■ **EXTRAIT DU DOCUMENT**

Oui, oui, ça démangeait de continuer à dériver, merci pour l’ouverture de la branche ! ^^
Ah oui, c’est vrai. Bon après, elle l’avait bien cherché en désobéissant à ses parents et passant par la forêt
Merci pour toutes tes précisions @Gweltas, c’est très intéressant, je ne connaissais pas non plus la version où le petit chaperon mangeait mère-grand, dupée par le loup… c’est mignon (on dirait un film d’horreur… mais après tout, il me semble qu’il y a souvent une empreinte « morale » sous-jacente dans les films d’horreur, notamment classiques, sur qui sont les premières victimes :p) .
Pour essayer de répondre au sujet : les contes s’inscrivent dans une dynamique socio-culturelle et un contexte historique/géographique particulier, ils fonctionnent souvent comme des miroirs de nos sociétés, ça me semble tout naturel qu’ils se modernisent et évoluent pour être davantage en adéquation avec l’air du temps. Ce sont, pour beaucoup, des dérivés de légendes locales, elles-mêmes souvent enracinées dans des mythes beaucoup plus anciens. Ces récits, souvent à l’origine destinés aux adultes, ont progressivement été adaptés pour les enfants quand certains ont constaté leur potentiel éducatif et leur vertu pour ce qui est de faire avaler aisément (comprendre via l’illustration) et intégrer des préceptes moraux. Là où un discours moralisateur, a toutes les chances d’ennuyer ou agacer, les contes, eux, permettent de transmettre – sans trop de douleur – une morale et un message au travers d’une histoire/anecdote plus engageante : c’est biaisé et c’est malin. Avec la compréhension du conte, l’enfant est invité à tirer ses propres conclusions sur la « bonne attitude » qu’il fallait adopter… en observant les conséquences des actions des personnages, qu’elles soient heureuses ou tragiques.
C’est là tout l’art de ce média : proposer une leçon « de vie » sans que celle-ci ne soit perçue comme hypocrite ou rejetée avec dédain. Franchement, qui aime qu’on lui fasse la morale, lui fasse constater ses propres travers ? Personne
Une histoire bien racontée capte l’attention, stimule l’imagination et, mine de rien, fait passer en filigrane un contenu symbolique qui marque et laisse des traces dans l’imaginaire. Ces messages sont, bien sûr, le reflet des valeurs dominantes de l’époque où le conte a été écrit ou transmis. Il est donc tout à fait naturel que ces récits se transforment ou se diversifient au fil du temps. Ce qui n’enlève pas l’intérêt des versions classiques. Même si celles-ci paraissent parfois désuètes, ça reste des témoignages vivants des mœurs et des normes d’une époque donnée. Ca me semble être un aperçu précieux de la pensée collective passée (eh oui, c’est normal que celui-ci nous pique/dérange sous certains aspects).

■ **EXTRAIT DES DONNÉES**
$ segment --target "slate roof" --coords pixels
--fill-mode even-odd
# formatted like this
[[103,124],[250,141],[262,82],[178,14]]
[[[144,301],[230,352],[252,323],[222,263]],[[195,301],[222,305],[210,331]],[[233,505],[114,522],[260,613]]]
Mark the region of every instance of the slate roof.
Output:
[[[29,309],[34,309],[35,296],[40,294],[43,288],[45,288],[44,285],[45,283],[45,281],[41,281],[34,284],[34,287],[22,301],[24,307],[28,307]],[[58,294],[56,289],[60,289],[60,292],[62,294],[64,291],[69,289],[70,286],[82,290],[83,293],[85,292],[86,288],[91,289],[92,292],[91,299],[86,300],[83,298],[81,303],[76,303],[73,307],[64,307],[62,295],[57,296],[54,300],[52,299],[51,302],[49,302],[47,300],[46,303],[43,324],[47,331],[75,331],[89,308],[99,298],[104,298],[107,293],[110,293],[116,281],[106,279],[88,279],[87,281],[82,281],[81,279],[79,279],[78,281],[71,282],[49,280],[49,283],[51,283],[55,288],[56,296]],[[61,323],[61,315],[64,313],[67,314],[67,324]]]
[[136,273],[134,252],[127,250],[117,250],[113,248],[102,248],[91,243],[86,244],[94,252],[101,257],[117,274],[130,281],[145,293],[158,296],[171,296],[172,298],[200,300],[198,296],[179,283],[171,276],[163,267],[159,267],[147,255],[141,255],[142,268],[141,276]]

■ **ÉNONCÉ 1**
D'après le texte sur les contes, à qui ces récits étaient-ils souvent destinés à l'origine ?
■ **ÉNONCÉ 2**
Poursuivez le texte sur les contes à partir de sa dernière phrase.

■ **RÉPONSE 1**
Aux adultes.

■ **RÉPONSE 2**
Je vais essayé de ne pas trop jargonner à la sauce psychanalytique (au passage le bouquin de Bettelheim est intéressant mais critiquable sur plein d’aspects… et ça doit être archi abscons pour quelqu’un n’étant pas vraiment familier de la psychanalyse freudienne ^^") mais il me semble , qu’outre les mérites du conte, en tant que support identificatoire/média favorisant les constructions imaginaires et permettant une mise à distance des peurs déjà évoqué plus tôt ; il y a quelque chose de non anodin dans le fait que la lecture (à voix haute)/la transmission du conte pour enfant se fasse souvent au moment du coucher et soit depuis des décennies, voire des siècles (je ne sais pas du tout à quand remonte la pratique, même si « Les milles et unes nuits » ont tendance à suggérer que c’est une très vieilles habitude :p), un rituel d’endormissement… À mon sens, cela peut expliquer en partie l’aspect étrange, parfois inquiétant et brutal de certains récits et archétypiques les peuplant : le conte se pose comme un préambule au rêve et peut, comme ce dernier, se situer à la jonction entre réalité et univers inconscient (pour ceux n’adhérant pas à la théorie de l’Inconscient, prenaient ma phrase dans le sens « liaison entre motifs symboliques et productions imaginaires »). Ca peut presque être vu comme une passerelle vers l’univers onirique, dont ce type de récit se nourrit (ou qu’il nourrit), en faisant glisser l’auditeur dans l’état de demi-sommeil, propice aux déploiements de l’imaginaire et au dévoilement de certains phénomènes inconscients.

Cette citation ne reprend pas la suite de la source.